# Records for the exercise:

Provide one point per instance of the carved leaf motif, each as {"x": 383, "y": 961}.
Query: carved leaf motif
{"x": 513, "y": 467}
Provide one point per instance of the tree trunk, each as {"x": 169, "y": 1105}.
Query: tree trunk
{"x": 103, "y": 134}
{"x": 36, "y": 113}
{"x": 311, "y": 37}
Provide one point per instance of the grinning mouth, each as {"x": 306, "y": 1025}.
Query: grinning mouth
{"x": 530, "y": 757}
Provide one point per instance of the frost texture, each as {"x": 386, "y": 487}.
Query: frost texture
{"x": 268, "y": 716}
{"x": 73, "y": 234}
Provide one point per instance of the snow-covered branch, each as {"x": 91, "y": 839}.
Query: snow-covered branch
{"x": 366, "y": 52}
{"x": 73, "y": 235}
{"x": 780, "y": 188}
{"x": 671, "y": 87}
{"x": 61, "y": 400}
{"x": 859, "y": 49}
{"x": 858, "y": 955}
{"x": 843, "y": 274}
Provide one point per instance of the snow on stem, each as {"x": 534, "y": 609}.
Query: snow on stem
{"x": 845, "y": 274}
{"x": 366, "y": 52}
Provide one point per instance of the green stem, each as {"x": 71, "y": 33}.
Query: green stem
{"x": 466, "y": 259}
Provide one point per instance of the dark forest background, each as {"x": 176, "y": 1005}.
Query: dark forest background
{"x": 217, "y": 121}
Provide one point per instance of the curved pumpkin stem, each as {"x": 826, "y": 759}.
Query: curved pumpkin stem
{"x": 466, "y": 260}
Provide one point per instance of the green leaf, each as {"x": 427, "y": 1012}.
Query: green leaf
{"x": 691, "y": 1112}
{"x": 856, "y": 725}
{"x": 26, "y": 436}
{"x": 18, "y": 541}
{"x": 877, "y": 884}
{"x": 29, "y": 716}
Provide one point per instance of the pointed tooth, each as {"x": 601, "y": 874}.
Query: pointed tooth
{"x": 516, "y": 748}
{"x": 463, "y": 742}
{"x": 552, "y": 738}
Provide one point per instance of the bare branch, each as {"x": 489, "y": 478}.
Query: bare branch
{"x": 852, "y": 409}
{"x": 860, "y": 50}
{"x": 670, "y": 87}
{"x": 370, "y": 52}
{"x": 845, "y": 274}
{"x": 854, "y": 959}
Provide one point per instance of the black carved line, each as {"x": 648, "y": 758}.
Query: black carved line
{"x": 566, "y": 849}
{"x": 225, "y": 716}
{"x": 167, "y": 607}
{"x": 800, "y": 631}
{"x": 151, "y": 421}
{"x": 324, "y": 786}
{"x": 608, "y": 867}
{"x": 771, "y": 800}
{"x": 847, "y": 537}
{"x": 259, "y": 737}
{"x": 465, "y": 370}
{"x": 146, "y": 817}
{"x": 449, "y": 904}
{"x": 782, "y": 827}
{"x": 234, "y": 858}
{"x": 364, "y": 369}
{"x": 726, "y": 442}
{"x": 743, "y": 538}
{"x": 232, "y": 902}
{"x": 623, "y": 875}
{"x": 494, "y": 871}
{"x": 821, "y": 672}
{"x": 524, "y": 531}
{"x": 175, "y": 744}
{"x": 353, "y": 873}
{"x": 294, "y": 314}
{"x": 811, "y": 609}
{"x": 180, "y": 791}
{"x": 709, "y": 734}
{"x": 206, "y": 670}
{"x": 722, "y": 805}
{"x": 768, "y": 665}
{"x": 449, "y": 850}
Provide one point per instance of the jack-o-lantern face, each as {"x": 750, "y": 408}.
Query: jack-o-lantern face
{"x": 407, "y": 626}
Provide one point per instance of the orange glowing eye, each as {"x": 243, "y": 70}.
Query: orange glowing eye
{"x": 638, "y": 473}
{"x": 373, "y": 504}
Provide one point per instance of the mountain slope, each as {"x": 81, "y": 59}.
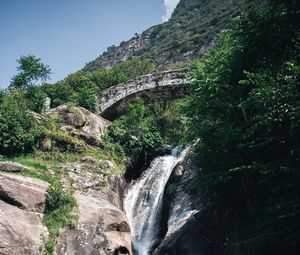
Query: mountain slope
{"x": 189, "y": 33}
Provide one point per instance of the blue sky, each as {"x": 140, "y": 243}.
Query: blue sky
{"x": 66, "y": 34}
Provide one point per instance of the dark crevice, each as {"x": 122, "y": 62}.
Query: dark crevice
{"x": 7, "y": 199}
{"x": 121, "y": 250}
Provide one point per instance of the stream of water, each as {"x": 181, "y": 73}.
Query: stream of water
{"x": 143, "y": 202}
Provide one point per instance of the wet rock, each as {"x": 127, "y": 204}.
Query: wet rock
{"x": 23, "y": 192}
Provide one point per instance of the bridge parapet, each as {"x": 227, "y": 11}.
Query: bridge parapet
{"x": 166, "y": 79}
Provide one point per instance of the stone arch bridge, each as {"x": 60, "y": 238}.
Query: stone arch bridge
{"x": 152, "y": 87}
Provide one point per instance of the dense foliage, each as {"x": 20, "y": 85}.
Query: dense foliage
{"x": 135, "y": 131}
{"x": 245, "y": 109}
{"x": 31, "y": 70}
{"x": 17, "y": 127}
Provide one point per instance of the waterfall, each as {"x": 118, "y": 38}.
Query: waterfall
{"x": 143, "y": 201}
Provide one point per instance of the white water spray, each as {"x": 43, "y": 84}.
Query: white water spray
{"x": 143, "y": 201}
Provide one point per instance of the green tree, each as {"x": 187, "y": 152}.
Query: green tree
{"x": 31, "y": 70}
{"x": 245, "y": 110}
{"x": 17, "y": 126}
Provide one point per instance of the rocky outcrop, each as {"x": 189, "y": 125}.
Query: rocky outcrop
{"x": 24, "y": 192}
{"x": 11, "y": 167}
{"x": 189, "y": 33}
{"x": 22, "y": 201}
{"x": 103, "y": 227}
{"x": 79, "y": 122}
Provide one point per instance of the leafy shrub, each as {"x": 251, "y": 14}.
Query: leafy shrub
{"x": 135, "y": 132}
{"x": 17, "y": 126}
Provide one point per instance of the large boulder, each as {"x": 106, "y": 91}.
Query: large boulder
{"x": 23, "y": 192}
{"x": 21, "y": 232}
{"x": 80, "y": 122}
{"x": 103, "y": 227}
{"x": 11, "y": 167}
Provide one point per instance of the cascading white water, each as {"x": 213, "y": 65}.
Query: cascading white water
{"x": 143, "y": 201}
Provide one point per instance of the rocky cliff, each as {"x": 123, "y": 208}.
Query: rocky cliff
{"x": 101, "y": 226}
{"x": 188, "y": 34}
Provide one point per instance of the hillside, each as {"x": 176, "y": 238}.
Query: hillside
{"x": 189, "y": 33}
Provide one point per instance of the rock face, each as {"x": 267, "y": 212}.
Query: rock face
{"x": 188, "y": 230}
{"x": 103, "y": 227}
{"x": 79, "y": 122}
{"x": 11, "y": 167}
{"x": 158, "y": 86}
{"x": 190, "y": 32}
{"x": 22, "y": 200}
{"x": 24, "y": 192}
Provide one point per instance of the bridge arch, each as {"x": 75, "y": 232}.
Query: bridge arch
{"x": 151, "y": 87}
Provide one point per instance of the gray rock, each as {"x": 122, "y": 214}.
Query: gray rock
{"x": 21, "y": 231}
{"x": 103, "y": 227}
{"x": 79, "y": 122}
{"x": 24, "y": 192}
{"x": 11, "y": 167}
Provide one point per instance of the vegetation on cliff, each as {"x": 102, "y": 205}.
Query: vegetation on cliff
{"x": 245, "y": 110}
{"x": 188, "y": 34}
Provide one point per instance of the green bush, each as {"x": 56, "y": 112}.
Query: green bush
{"x": 135, "y": 131}
{"x": 17, "y": 126}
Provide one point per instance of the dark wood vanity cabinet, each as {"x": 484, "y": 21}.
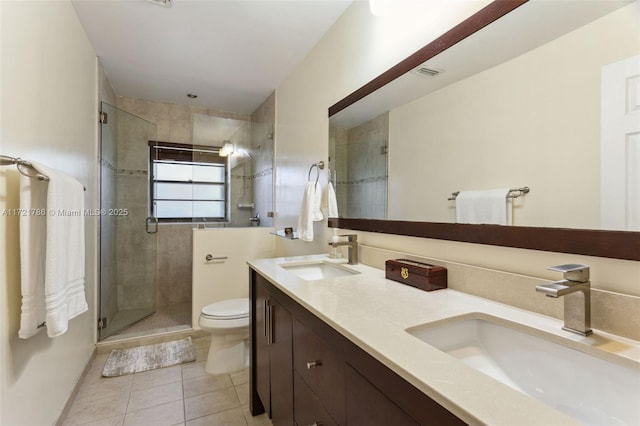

# Problem requirements:
Report each line of the material above that contains the string "spray", copying every such line in full. Matching is case-sensitive.

# Result:
Provide one point per instance of the white water spray, each as {"x": 43, "y": 84}.
Query: white water spray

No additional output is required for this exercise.